__INPUT DATA__.
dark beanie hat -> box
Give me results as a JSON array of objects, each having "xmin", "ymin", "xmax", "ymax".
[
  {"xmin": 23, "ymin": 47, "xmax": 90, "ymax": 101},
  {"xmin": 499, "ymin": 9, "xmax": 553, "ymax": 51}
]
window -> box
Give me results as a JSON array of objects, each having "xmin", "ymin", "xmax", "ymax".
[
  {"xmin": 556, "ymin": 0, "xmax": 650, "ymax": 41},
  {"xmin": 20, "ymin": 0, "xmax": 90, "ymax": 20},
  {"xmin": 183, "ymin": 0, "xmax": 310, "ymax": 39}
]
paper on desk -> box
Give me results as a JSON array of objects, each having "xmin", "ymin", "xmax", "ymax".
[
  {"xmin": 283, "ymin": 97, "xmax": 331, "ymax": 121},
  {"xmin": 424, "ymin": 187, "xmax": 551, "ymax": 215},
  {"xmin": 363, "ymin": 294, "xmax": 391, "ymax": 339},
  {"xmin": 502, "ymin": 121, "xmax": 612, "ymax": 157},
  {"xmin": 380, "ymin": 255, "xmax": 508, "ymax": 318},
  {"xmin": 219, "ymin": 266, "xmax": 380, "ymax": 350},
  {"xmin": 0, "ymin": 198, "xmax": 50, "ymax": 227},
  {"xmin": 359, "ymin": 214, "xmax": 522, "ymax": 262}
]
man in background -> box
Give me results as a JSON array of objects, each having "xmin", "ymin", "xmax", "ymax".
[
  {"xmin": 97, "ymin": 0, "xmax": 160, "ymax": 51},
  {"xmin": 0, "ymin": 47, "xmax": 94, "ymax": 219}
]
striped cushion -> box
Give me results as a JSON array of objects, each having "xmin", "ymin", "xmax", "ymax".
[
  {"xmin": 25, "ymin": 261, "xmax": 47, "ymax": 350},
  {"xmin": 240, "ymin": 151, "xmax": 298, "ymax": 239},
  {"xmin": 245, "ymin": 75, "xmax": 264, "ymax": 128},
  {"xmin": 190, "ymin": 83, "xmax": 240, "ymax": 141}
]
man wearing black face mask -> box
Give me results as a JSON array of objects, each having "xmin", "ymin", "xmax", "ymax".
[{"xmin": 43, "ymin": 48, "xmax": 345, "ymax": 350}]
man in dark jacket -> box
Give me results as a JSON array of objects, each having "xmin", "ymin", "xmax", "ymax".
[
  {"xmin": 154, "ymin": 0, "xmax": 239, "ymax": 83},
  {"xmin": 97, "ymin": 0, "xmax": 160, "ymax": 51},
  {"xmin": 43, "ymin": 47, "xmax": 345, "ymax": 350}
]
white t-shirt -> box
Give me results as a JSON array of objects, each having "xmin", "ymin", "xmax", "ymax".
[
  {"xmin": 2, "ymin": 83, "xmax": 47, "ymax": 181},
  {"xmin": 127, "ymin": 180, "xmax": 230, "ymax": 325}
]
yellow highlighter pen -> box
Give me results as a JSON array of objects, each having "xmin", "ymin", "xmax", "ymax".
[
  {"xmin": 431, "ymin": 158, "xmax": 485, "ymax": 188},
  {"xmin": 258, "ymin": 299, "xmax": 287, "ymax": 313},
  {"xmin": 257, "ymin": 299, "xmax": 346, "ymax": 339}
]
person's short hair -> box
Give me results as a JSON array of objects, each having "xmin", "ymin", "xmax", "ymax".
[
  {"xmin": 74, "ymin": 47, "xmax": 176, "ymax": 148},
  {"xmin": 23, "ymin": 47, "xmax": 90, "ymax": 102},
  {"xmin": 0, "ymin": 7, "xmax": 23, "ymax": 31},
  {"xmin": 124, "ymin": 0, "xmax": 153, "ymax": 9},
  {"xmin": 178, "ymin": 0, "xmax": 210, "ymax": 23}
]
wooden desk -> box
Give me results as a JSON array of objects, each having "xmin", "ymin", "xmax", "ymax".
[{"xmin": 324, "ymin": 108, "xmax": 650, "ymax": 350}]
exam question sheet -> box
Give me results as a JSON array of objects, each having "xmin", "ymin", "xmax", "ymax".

__PROMPT__.
Please edit everything from the line containing "exam question sheet -> box" down to the end of the items, replacing "sheet" with "page" and keeping the rest the same. Give back only those edited lines.

__TASK RESULT__.
exam question page -> box
Give me results as a JSON array of objects, each having "xmin", "ymin", "xmax", "ymax".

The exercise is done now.